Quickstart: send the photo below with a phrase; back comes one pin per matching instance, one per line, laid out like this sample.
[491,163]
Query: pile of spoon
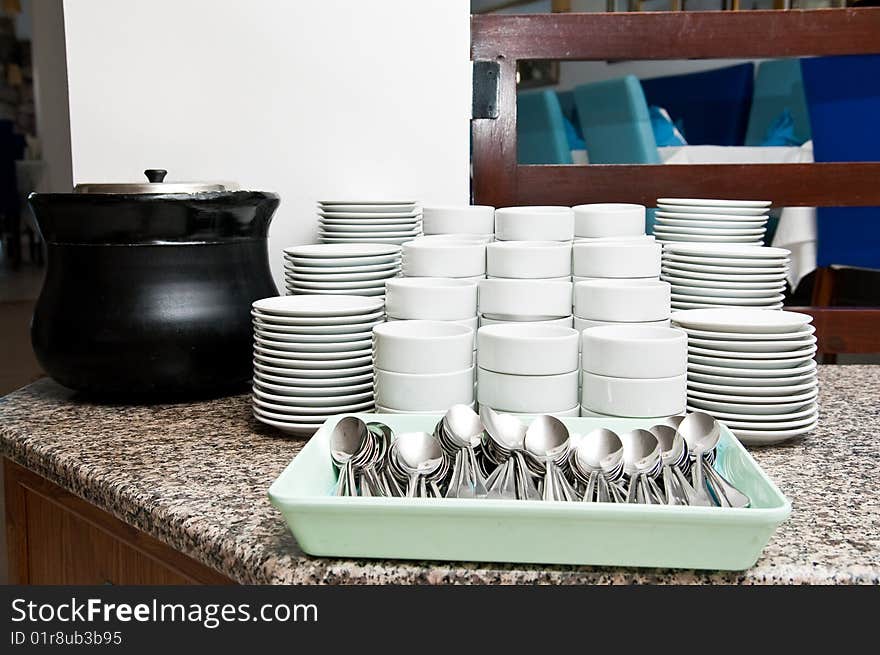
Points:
[493,455]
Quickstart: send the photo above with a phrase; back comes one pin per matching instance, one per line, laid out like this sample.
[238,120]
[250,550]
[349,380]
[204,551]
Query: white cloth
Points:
[797,225]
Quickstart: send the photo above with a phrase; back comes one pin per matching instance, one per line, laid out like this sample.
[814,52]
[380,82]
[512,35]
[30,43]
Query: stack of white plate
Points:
[371,221]
[753,370]
[711,221]
[354,269]
[706,275]
[312,359]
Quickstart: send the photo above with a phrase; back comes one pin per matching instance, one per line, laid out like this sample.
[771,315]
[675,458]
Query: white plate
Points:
[749,363]
[696,376]
[376,269]
[335,373]
[312,389]
[298,364]
[373,202]
[279,411]
[660,228]
[771,425]
[395,230]
[358,250]
[753,346]
[313,350]
[710,293]
[343,277]
[713,202]
[318,342]
[751,409]
[708,216]
[673,238]
[296,290]
[293,306]
[743,320]
[770,437]
[782,399]
[370,215]
[369,209]
[350,329]
[808,351]
[761,420]
[347,264]
[724,250]
[709,224]
[736,371]
[732,298]
[772,286]
[715,211]
[354,285]
[804,332]
[736,390]
[273,321]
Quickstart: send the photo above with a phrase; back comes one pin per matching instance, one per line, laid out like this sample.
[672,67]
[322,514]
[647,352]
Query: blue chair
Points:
[778,87]
[711,106]
[615,122]
[540,129]
[843,96]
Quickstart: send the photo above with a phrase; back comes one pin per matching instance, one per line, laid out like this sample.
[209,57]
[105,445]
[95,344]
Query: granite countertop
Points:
[195,476]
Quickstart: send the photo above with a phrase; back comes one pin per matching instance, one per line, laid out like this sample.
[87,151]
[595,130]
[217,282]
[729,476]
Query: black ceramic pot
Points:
[149,287]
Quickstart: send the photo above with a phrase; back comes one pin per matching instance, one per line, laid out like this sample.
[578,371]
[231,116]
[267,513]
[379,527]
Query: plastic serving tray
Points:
[527,531]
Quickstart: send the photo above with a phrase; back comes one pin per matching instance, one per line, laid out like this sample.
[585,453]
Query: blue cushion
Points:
[781,131]
[713,106]
[665,131]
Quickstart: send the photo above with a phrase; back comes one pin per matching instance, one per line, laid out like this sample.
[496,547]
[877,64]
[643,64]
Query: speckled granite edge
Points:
[248,541]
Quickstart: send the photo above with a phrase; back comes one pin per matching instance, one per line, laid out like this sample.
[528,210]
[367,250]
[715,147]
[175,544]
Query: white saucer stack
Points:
[711,221]
[312,359]
[725,275]
[371,221]
[753,370]
[356,269]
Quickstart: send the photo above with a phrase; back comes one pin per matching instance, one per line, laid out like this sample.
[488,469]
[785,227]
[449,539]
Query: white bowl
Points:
[634,398]
[609,219]
[581,324]
[565,321]
[540,299]
[426,391]
[443,259]
[527,349]
[534,224]
[616,259]
[528,259]
[435,299]
[622,300]
[533,394]
[458,219]
[634,351]
[422,347]
[573,411]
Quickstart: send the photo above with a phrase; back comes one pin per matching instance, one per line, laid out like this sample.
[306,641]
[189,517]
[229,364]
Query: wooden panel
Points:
[56,537]
[845,330]
[677,35]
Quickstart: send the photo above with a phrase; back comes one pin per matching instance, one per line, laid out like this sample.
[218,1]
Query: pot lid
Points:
[155,184]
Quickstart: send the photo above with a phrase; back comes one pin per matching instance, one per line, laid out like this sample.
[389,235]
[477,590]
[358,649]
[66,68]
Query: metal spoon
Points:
[419,455]
[547,440]
[641,461]
[702,432]
[674,454]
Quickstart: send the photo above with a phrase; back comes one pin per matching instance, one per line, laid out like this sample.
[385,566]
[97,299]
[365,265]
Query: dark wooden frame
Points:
[505,39]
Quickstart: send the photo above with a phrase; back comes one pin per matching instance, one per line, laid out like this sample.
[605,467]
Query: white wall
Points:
[329,99]
[50,91]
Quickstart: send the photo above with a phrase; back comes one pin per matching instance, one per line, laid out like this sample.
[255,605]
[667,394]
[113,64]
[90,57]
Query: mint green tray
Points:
[527,531]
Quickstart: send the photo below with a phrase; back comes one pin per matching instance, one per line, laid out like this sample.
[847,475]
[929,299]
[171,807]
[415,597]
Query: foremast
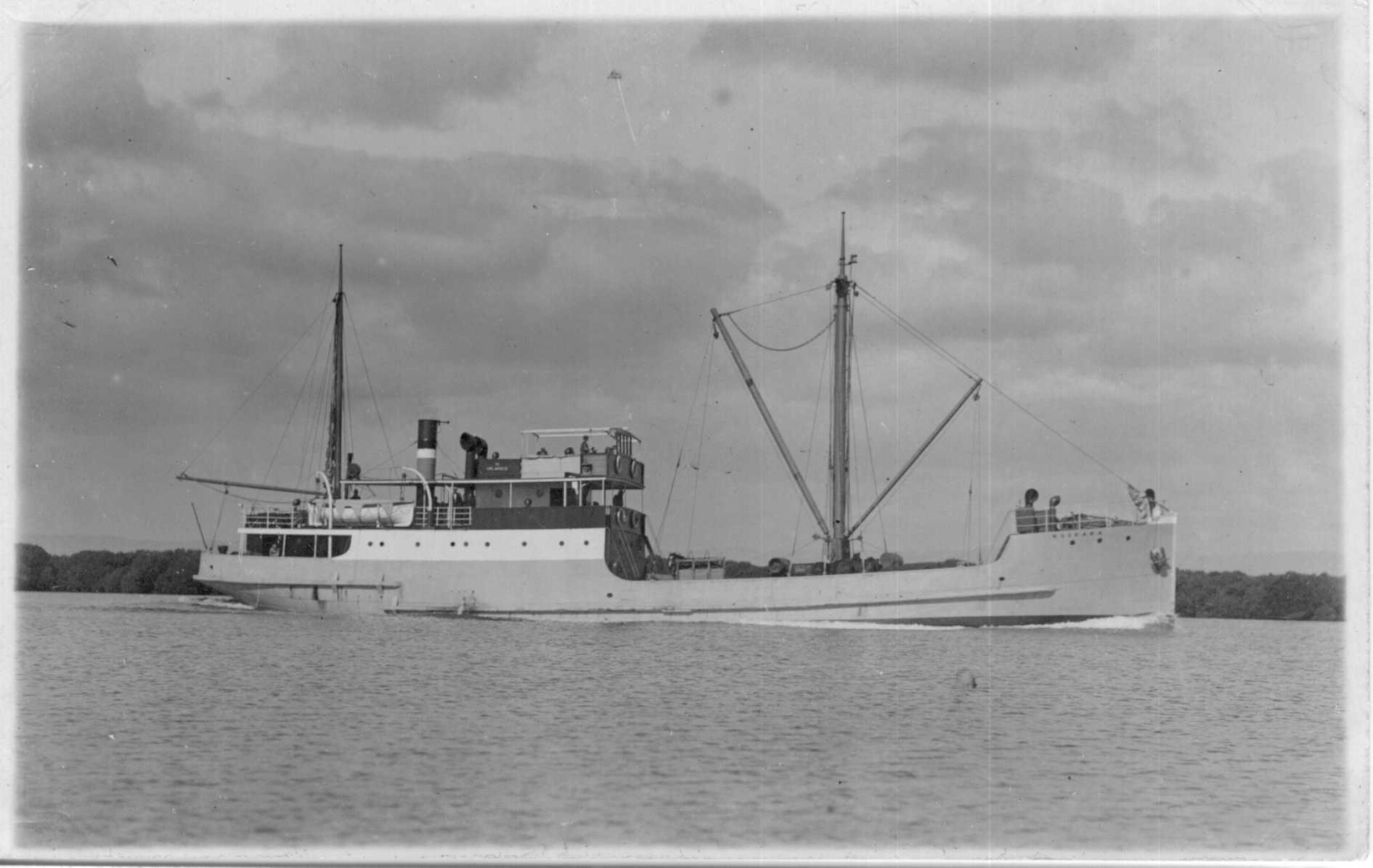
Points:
[836,532]
[838,547]
[334,458]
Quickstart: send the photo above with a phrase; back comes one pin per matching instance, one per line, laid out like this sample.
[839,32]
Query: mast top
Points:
[844,260]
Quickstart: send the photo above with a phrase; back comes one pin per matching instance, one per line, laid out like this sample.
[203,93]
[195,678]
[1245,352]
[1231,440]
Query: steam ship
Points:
[547,535]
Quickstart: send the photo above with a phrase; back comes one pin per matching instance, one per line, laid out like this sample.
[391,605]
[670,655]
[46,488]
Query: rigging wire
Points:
[701,440]
[691,411]
[972,472]
[256,389]
[776,298]
[781,349]
[867,430]
[367,375]
[314,417]
[810,441]
[286,429]
[969,371]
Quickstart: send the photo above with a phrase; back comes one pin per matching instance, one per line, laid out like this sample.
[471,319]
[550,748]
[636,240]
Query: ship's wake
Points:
[1157,623]
[1152,623]
[214,602]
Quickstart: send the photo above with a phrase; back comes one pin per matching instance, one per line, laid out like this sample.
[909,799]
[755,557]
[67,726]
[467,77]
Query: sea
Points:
[187,728]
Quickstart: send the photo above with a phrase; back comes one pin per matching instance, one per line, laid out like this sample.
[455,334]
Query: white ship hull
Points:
[562,576]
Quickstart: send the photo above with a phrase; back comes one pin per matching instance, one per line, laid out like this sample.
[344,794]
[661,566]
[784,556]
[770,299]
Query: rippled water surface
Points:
[152,724]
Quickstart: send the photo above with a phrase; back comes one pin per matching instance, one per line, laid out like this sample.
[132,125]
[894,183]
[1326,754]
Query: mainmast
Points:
[334,460]
[839,549]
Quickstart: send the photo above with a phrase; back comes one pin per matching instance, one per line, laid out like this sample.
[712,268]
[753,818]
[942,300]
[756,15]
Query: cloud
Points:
[1148,138]
[81,92]
[963,54]
[1026,250]
[399,73]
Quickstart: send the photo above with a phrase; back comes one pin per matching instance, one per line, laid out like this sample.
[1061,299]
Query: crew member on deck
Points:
[1146,506]
[353,472]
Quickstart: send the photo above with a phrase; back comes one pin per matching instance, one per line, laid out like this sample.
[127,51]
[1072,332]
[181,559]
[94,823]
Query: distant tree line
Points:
[99,572]
[1291,597]
[1200,595]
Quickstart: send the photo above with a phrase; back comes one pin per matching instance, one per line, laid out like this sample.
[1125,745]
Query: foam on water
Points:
[213,602]
[1157,621]
[853,625]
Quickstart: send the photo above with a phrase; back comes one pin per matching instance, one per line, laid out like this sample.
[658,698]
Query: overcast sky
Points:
[1137,229]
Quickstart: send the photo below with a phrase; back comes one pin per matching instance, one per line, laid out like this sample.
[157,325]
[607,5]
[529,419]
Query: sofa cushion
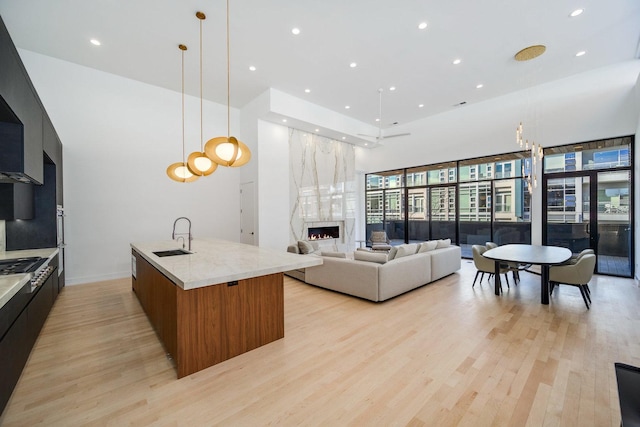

### [PROBLEM DETAILS]
Copy out every line of the listing that includes the string "granite".

### [RESPONSE]
Query: granite countertop
Query: speckled granite edge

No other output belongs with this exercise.